EXERCISE DESCRIPTION> Rewrite the data from the line holding "Query: man wearing cap" through the end, inclusive. Shift every coordinate in the answers up by 31 and keep every other line unchanged.
---- STORED ROWS
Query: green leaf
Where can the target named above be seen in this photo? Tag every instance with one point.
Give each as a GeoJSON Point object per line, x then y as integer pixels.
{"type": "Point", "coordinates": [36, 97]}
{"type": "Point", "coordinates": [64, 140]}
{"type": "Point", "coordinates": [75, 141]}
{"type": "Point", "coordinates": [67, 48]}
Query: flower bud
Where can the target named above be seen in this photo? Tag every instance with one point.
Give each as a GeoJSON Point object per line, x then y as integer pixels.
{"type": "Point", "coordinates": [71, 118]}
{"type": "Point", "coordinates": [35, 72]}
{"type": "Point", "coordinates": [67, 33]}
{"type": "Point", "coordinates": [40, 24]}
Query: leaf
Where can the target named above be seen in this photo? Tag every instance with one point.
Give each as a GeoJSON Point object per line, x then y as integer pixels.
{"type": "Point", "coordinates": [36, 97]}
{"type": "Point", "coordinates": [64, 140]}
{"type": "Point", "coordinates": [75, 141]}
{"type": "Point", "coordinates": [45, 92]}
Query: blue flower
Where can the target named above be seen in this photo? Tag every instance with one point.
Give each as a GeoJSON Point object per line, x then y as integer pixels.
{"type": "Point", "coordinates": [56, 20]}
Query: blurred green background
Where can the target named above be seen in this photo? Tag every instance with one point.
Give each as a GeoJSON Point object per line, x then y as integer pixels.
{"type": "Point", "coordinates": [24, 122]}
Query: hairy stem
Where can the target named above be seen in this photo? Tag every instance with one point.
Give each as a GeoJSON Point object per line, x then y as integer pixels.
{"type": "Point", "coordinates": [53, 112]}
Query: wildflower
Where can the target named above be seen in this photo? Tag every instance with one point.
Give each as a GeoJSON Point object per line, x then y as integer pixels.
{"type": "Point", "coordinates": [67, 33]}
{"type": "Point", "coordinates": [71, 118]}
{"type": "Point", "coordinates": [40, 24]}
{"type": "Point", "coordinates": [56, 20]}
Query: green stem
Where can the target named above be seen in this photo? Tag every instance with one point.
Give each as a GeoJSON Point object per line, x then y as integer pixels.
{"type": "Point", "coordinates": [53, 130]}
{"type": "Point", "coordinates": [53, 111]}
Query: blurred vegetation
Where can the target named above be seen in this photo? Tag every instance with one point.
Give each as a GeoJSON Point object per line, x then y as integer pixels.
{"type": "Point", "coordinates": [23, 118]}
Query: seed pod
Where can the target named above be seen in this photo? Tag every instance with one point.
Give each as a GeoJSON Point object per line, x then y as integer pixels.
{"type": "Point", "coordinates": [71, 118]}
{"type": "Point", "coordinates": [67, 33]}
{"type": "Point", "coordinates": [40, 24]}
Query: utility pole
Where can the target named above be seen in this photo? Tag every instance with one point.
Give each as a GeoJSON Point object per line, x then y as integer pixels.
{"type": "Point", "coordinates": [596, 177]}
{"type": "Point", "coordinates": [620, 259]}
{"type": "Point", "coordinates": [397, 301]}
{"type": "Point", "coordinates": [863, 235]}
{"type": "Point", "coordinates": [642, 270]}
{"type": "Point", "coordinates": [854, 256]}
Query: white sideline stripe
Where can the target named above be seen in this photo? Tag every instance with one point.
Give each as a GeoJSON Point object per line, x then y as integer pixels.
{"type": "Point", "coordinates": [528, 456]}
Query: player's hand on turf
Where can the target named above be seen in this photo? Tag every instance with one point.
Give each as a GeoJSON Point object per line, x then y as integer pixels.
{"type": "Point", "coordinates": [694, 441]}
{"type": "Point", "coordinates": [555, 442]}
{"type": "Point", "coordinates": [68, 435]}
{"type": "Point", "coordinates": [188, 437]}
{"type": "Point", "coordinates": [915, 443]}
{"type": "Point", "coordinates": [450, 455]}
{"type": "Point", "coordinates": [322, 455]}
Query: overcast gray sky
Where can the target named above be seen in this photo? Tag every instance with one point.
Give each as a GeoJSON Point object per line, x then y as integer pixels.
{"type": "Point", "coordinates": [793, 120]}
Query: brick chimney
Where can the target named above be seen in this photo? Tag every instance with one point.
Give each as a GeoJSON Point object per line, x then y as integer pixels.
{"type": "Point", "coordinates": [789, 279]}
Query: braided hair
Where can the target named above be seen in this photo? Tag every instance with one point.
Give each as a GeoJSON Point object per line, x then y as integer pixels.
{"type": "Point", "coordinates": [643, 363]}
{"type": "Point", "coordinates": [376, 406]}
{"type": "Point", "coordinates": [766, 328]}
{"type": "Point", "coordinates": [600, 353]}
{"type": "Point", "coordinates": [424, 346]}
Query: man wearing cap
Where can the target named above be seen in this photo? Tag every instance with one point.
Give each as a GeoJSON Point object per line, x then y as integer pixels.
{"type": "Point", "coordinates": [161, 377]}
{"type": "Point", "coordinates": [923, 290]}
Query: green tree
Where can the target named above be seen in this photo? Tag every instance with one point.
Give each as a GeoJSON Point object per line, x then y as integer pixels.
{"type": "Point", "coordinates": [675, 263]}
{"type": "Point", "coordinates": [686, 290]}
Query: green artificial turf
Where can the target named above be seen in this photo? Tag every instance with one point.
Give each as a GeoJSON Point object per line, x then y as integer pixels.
--------
COMPLETE RESPONSE>
Query: man wearing cap
Where can the target named above be seen in this photo? Tag every instance with one point.
Give each as a GeoJSON Point object per line, x then y as integer pixels.
{"type": "Point", "coordinates": [192, 408]}
{"type": "Point", "coordinates": [954, 321]}
Query: green tree
Where can the target named above be seen in this photo? Tag every instance with one point.
Give each as a GeoJSON Point object per line, x then y as integer pixels.
{"type": "Point", "coordinates": [706, 294]}
{"type": "Point", "coordinates": [717, 321]}
Query: green artificial turf
Where can the target named above be seen in this photo? Tag every instance with one point.
Give each as a GeoJSON Point object per line, x then y as integer pixels.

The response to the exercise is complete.